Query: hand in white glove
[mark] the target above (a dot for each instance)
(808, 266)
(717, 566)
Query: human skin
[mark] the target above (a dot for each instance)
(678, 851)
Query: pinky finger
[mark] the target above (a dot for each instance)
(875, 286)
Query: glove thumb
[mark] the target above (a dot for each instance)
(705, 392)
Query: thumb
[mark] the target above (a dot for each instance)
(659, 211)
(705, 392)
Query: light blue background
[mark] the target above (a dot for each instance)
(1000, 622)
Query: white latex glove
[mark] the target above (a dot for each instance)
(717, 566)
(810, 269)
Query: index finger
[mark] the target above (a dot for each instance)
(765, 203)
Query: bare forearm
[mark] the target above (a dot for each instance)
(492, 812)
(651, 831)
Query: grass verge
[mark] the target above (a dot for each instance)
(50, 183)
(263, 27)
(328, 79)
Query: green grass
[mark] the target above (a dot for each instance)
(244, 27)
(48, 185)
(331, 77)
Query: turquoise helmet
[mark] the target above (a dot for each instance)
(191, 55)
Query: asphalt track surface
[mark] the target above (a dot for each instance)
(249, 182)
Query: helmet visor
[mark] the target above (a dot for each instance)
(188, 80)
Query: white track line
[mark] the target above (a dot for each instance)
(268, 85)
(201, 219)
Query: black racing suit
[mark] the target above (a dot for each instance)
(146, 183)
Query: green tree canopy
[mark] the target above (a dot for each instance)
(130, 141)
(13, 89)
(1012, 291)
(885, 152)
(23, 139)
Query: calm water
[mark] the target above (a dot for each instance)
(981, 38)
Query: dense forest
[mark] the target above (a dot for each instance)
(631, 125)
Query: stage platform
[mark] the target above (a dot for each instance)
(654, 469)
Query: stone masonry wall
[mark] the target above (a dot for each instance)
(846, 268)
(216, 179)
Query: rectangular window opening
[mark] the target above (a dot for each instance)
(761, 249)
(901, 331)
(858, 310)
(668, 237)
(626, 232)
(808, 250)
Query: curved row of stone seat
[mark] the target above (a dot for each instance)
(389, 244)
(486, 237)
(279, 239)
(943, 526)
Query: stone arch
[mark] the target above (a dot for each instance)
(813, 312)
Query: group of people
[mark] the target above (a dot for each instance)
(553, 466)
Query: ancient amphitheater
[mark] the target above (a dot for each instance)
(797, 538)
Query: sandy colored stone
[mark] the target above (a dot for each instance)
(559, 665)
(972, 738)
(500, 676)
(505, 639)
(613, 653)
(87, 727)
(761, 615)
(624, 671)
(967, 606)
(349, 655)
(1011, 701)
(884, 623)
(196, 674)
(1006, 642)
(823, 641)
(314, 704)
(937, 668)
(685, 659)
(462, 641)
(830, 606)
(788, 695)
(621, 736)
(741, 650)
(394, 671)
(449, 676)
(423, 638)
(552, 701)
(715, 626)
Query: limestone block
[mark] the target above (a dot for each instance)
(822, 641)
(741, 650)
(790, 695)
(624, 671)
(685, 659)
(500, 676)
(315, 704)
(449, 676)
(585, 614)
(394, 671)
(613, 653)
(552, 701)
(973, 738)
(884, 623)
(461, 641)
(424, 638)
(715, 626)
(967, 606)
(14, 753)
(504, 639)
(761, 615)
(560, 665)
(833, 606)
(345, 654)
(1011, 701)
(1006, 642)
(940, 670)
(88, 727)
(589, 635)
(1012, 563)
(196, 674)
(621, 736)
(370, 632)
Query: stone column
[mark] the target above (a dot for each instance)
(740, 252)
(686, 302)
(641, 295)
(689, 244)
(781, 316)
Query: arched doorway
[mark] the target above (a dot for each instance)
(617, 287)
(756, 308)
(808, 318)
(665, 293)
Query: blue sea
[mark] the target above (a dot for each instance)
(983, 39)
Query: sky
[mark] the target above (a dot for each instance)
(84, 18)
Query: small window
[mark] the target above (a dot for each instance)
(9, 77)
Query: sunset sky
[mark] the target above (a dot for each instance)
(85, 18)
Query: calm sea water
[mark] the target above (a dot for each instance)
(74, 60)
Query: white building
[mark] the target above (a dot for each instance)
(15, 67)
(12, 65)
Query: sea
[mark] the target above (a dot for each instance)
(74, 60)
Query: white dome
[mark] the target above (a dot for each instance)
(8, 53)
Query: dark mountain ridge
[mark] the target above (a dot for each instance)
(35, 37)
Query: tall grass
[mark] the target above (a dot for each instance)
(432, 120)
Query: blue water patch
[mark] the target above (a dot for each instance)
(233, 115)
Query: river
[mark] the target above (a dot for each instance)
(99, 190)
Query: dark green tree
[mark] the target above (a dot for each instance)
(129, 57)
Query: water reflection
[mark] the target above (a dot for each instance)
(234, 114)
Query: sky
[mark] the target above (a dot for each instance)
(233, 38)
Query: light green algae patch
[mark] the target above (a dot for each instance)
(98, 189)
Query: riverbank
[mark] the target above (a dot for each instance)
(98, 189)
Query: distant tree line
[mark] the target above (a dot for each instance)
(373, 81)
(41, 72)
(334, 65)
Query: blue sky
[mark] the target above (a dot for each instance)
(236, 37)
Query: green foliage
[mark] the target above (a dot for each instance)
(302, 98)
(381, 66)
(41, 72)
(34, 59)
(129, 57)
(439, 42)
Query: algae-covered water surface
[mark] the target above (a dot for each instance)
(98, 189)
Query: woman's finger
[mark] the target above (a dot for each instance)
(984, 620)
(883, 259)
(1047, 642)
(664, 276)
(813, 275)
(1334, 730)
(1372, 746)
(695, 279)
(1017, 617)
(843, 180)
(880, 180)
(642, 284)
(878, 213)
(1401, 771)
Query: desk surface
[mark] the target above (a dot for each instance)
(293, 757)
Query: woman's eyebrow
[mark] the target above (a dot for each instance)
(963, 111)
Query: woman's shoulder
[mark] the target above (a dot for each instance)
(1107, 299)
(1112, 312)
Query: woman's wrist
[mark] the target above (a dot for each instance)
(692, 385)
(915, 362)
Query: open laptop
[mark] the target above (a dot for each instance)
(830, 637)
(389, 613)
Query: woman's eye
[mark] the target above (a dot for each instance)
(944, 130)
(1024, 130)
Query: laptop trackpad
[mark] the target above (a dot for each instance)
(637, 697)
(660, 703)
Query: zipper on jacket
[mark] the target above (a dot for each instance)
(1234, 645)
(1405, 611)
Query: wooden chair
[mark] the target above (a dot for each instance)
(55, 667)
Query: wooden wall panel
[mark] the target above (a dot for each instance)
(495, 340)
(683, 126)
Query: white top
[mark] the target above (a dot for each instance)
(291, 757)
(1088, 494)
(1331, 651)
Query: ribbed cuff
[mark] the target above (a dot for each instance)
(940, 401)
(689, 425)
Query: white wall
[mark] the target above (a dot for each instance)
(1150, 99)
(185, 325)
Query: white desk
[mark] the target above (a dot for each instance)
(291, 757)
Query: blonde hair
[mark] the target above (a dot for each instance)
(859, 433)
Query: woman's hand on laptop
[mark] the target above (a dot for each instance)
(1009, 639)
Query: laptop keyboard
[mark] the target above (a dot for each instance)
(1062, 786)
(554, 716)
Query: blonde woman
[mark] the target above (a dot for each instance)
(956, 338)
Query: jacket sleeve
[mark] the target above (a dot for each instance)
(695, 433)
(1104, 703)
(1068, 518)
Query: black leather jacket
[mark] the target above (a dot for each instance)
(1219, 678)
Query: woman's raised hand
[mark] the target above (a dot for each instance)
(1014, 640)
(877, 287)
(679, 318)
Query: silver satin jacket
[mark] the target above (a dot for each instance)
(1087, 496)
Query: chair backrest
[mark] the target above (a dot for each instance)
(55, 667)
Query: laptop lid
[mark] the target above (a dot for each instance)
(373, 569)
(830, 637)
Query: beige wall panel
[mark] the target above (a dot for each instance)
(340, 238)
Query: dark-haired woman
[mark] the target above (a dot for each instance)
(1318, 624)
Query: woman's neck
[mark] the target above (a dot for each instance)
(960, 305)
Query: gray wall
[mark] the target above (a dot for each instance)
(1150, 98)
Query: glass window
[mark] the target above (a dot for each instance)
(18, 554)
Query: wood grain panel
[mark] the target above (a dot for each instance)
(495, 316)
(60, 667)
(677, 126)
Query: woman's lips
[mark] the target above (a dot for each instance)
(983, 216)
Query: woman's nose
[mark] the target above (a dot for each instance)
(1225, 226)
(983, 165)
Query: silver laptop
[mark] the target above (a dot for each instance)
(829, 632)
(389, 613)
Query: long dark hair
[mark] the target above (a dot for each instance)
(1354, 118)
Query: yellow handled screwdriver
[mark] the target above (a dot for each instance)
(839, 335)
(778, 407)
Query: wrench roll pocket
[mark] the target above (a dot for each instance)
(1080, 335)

→ What needs to be done: Reproduce the stretch of the listing from the line containing "Query: open laptop" through the line containing "(1331, 651)", with every line included, and shift each point coordinate by adding 75 to both its x and y values. Output only that stretch.

→ Output:
Query: open laptop
[mark] the target above (a dot for each instance)
(905, 712)
(464, 688)
Query: woman's eye
[mark] the target above (a dot for each instance)
(1019, 205)
(1099, 205)
Query: laptop trackpad
[mark] the target above (a dot for each instance)
(712, 772)
(735, 778)
Query: zipper on jacket
[mark] the target above (a dot for each instance)
(1309, 720)
(1480, 686)
Query: wooden chair
[mark] the target above (a dot for each instance)
(130, 742)
Query: wooden wall panel
[mark] the target above (a dot for each instance)
(570, 415)
(758, 201)
Query: white top
[mark] the target above (a dot for each instance)
(366, 832)
(1163, 569)
(1406, 726)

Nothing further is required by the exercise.